┌──

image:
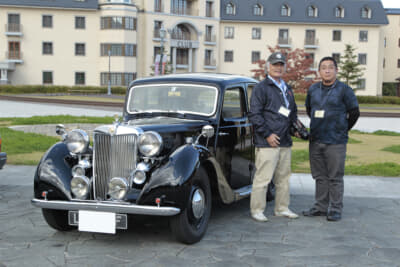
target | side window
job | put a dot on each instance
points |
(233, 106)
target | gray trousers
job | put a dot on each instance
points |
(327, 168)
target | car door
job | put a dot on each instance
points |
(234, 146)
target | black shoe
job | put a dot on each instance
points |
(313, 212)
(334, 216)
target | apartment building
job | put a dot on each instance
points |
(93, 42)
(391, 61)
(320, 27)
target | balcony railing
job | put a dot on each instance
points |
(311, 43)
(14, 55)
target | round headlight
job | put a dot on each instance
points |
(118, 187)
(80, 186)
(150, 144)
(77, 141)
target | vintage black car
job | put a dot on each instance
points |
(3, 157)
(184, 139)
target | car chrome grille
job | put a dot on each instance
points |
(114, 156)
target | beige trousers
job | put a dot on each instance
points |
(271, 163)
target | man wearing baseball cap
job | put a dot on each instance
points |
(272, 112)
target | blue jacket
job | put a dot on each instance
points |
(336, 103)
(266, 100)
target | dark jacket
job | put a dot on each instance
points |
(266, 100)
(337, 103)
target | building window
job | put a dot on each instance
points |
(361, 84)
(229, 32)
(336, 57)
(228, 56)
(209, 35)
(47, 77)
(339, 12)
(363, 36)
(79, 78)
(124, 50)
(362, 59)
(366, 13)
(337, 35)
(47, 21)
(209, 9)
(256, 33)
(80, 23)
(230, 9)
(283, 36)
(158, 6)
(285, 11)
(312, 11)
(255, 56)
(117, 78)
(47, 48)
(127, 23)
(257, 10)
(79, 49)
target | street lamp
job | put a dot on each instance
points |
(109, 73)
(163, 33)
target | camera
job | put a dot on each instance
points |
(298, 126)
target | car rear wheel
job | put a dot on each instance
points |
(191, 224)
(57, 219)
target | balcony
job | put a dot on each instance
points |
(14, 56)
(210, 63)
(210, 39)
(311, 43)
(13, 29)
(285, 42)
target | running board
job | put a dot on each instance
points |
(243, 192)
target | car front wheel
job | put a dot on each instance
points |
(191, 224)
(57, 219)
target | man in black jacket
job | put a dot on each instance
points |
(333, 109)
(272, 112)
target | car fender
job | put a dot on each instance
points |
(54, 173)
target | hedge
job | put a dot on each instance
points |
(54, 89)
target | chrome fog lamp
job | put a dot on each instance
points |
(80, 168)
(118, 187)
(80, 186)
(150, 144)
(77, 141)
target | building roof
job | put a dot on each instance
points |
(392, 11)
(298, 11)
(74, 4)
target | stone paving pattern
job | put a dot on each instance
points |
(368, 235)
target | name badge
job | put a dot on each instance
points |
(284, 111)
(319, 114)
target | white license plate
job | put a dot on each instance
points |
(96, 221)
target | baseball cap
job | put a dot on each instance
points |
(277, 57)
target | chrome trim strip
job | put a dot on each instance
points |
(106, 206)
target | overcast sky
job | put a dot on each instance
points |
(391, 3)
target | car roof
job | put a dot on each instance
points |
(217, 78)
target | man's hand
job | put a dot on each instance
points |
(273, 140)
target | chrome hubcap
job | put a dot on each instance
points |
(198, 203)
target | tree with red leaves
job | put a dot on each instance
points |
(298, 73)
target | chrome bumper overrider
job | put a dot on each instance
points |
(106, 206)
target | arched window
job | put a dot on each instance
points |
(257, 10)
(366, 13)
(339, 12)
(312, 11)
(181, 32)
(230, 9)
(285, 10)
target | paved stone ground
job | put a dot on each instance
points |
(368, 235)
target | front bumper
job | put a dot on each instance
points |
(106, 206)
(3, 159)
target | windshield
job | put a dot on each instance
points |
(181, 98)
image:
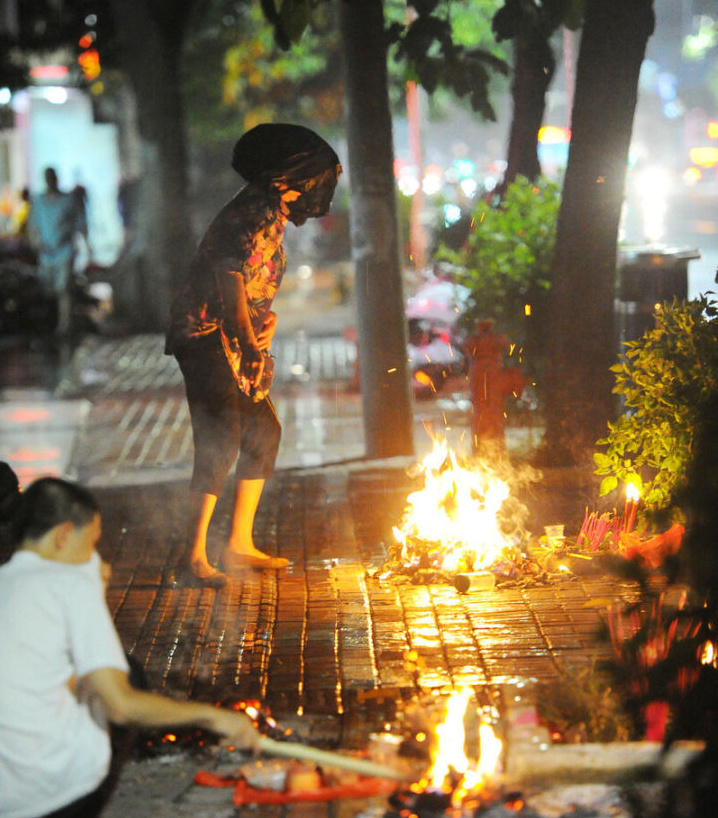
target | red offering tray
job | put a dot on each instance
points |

└──

The task
Output every record verbatim, excluding any picture it contains.

Result
image:
target | side window
job | put a dot on each instance
points |
(233, 106)
target | gray trousers
job | put a dot on each instance
points |
(327, 168)
target | car door
job | put a dot on each instance
points |
(234, 146)
target | black shoe
job | put a dot on each instance
points |
(313, 212)
(334, 216)
target | apartment building
job | put a dot on each instance
points |
(93, 42)
(391, 61)
(320, 27)
target | balcony railing
job | put a dot on each instance
points |
(311, 43)
(14, 55)
target | round headlight
job | put a dot on each instance
points |
(118, 187)
(80, 186)
(150, 144)
(77, 141)
target | vintage black car
job | put a dot on each instance
points |
(3, 157)
(184, 139)
target | car chrome grille
job | put a dot on each instance
points |
(114, 156)
target | beige trousers
job | put a dot on each instance
points |
(271, 163)
target | man wearing baseball cap
job | put a dot on each instance
points |
(272, 112)
target | blue jacket
job | put a dot on each instance
points |
(336, 103)
(266, 100)
target | dark jacket
job | put a dot on each instance
points |
(266, 100)
(337, 103)
target | building window
job | put a dot on each instance
points |
(361, 84)
(229, 32)
(336, 57)
(228, 56)
(209, 35)
(47, 77)
(339, 12)
(363, 36)
(79, 78)
(124, 50)
(362, 59)
(366, 13)
(337, 35)
(47, 21)
(209, 9)
(256, 33)
(80, 23)
(230, 9)
(283, 36)
(158, 6)
(285, 11)
(312, 11)
(255, 56)
(117, 78)
(47, 48)
(127, 23)
(257, 10)
(79, 49)
target | street lamp
job | put a dot on each instance
points |
(109, 73)
(163, 33)
target | camera
job | put a dot on each instance
points |
(298, 126)
target | car rear wheel
job | put a dot on each instance
points |
(191, 224)
(57, 219)
target | balcony
job | put a dot on each instance
points |
(14, 56)
(210, 63)
(210, 39)
(311, 43)
(13, 29)
(285, 42)
target | running board
job | put a dot on each instance
points |
(243, 192)
target | car front wheel
job | put a dot on each instance
points |
(191, 224)
(57, 219)
target | man in black jacket
job | put a dot on each instance
points |
(333, 109)
(272, 112)
target | car fender
job | put a dot on each instance
points |
(54, 173)
target | hedge
job | put a dot on each instance
points |
(54, 89)
target | chrome fog lamp
job | put a dot on each instance
points |
(80, 168)
(118, 187)
(80, 186)
(150, 144)
(77, 141)
target | building roof
job | put a dot on each instance
points |
(392, 11)
(298, 11)
(74, 4)
target | stone paving pattern
job | put a dot on each instance
points |
(368, 235)
target | name badge
job | put a dot on each instance
points |
(284, 111)
(319, 114)
target | white license plate
job | put a dot on each instance
points |
(96, 221)
target | baseball cap
job | put a dot on each instance
points |
(277, 57)
target | chrome trim strip
job | put a dot on each instance
points |
(106, 206)
target | overcast sky
job | put a dot on each instance
points |
(391, 3)
target | car roof
job | put a dot on each instance
points |
(217, 78)
target | man's hand
job | put a dot on each instance
points |
(273, 140)
target | chrome hubcap
job | put a dot on each instance
points |
(198, 203)
target | tree with red leaves
job | put a dot on each instance
points |
(298, 73)
target | chrome bumper overrider
job | put a dot on each instance
points |
(106, 206)
target | arched window
job | put a dot on each instance
points |
(257, 10)
(366, 13)
(339, 12)
(312, 11)
(181, 32)
(230, 9)
(285, 10)
target | paved stone ground
job | put a dot on each instance
points |
(368, 235)
target | front bumper
job | put a dot on each instance
points |
(106, 206)
(3, 159)
target | windshield
job | put a dot on each instance
points |
(181, 98)
image:
target | red offering tray
job | put a dot on each instance
points |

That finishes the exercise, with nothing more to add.